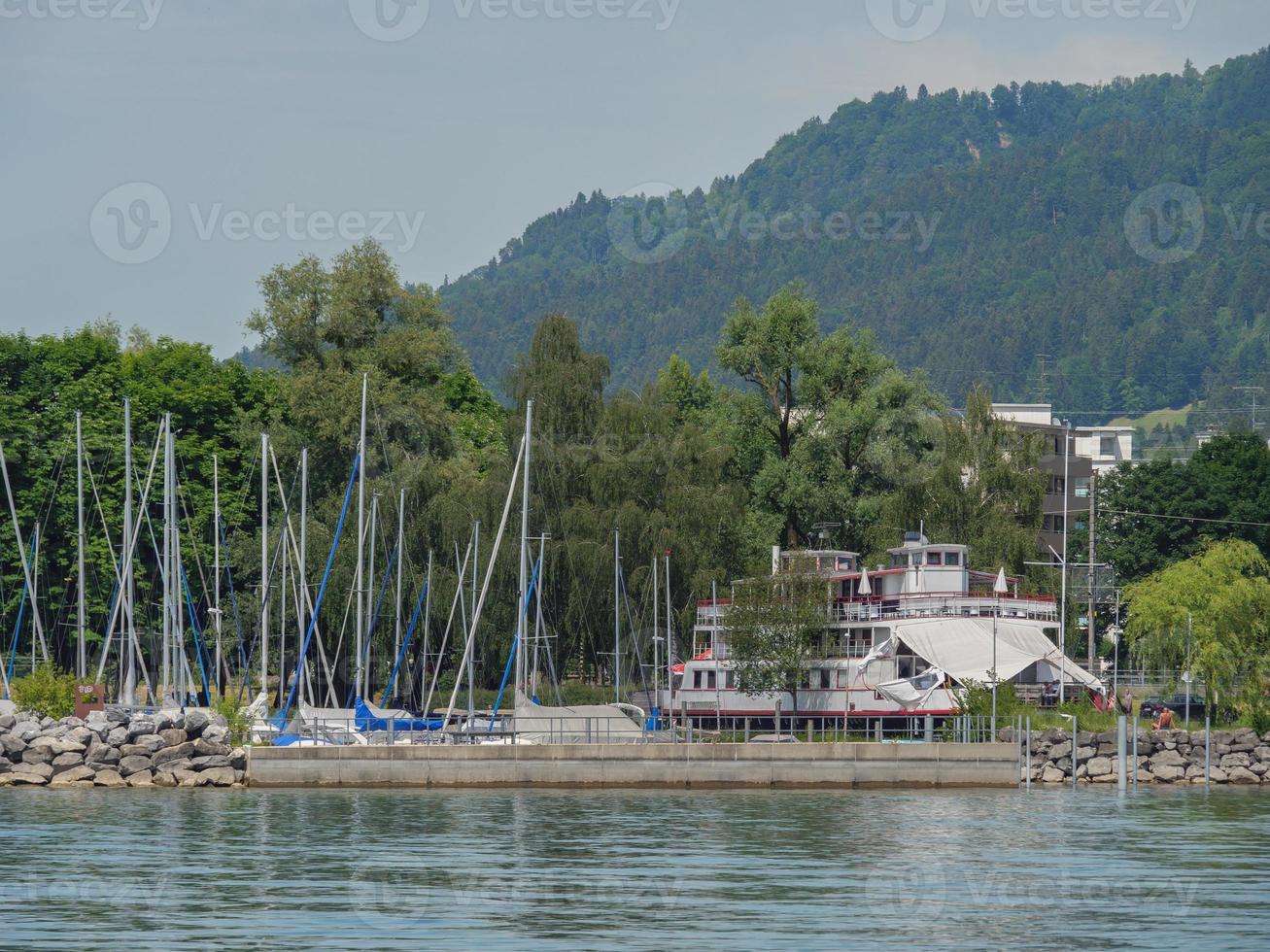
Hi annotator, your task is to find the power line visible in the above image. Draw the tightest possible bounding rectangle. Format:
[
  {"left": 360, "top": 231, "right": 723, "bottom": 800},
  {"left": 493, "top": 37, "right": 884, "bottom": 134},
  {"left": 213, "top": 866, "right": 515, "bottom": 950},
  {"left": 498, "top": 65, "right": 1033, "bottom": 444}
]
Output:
[{"left": 1100, "top": 509, "right": 1270, "bottom": 529}]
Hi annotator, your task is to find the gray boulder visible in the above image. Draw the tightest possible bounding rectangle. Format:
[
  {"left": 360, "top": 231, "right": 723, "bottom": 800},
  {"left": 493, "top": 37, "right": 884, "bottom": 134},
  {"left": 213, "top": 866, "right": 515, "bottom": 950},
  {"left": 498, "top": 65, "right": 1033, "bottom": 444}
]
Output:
[
  {"left": 50, "top": 750, "right": 84, "bottom": 773},
  {"left": 21, "top": 748, "right": 57, "bottom": 765},
  {"left": 92, "top": 770, "right": 128, "bottom": 787},
  {"left": 154, "top": 740, "right": 194, "bottom": 766},
  {"left": 119, "top": 754, "right": 154, "bottom": 777},
  {"left": 1085, "top": 757, "right": 1112, "bottom": 777},
  {"left": 197, "top": 766, "right": 236, "bottom": 787},
  {"left": 189, "top": 754, "right": 232, "bottom": 770},
  {"left": 0, "top": 771, "right": 49, "bottom": 787},
  {"left": 125, "top": 715, "right": 156, "bottom": 741},
  {"left": 53, "top": 765, "right": 96, "bottom": 783}
]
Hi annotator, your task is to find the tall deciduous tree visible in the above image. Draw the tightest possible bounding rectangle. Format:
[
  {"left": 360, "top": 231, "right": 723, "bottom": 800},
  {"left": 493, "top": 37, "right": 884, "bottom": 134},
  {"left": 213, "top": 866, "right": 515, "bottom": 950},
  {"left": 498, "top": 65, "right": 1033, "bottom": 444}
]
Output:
[
  {"left": 1124, "top": 539, "right": 1270, "bottom": 698},
  {"left": 724, "top": 568, "right": 829, "bottom": 712}
]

+---+

• [EXERCISE DIRECTIONS]
Write out every line again, from the line containing "Hi annotator, your task is to find the gray" through the end of the items. Change only the bounding-box coordinates that follow each "Output:" line by multiplying them by 2.2 and rounding to whole numbers, with halves rounded up.

• [RESULT OF THE TASK]
Hi annotator, your task is to find the gray boulder visible in the above image. Draw the tightest possible bounding rectangle. Format:
[
  {"left": 360, "top": 231, "right": 723, "bottom": 800},
  {"left": 493, "top": 37, "right": 884, "bottom": 134},
  {"left": 213, "top": 866, "right": 515, "bottom": 950},
  {"left": 498, "top": 65, "right": 1033, "bottom": 444}
]
Output:
[
  {"left": 110, "top": 1650, "right": 185, "bottom": 1701},
  {"left": 46, "top": 1646, "right": 125, "bottom": 1683},
  {"left": 202, "top": 1694, "right": 282, "bottom": 1731},
  {"left": 339, "top": 1628, "right": 427, "bottom": 1685},
  {"left": 262, "top": 1659, "right": 339, "bottom": 1709},
  {"left": 2387, "top": 1665, "right": 2446, "bottom": 1709},
  {"left": 433, "top": 1685, "right": 519, "bottom": 1731},
  {"left": 416, "top": 1659, "right": 510, "bottom": 1694},
  {"left": 0, "top": 1696, "right": 108, "bottom": 1731},
  {"left": 275, "top": 1573, "right": 343, "bottom": 1630},
  {"left": 117, "top": 1683, "right": 211, "bottom": 1723}
]
Hi annotator, your task is to find the tall deciduous tree visible in the above image. Draw the tightest possible bounding rectangle. Format:
[
  {"left": 360, "top": 231, "right": 723, "bottom": 800},
  {"left": 493, "top": 37, "right": 884, "bottom": 134},
  {"left": 213, "top": 866, "right": 515, "bottom": 950},
  {"left": 498, "top": 65, "right": 1033, "bottom": 444}
]
Output:
[
  {"left": 2473, "top": 1186, "right": 2794, "bottom": 1536},
  {"left": 1593, "top": 1250, "right": 1824, "bottom": 1566}
]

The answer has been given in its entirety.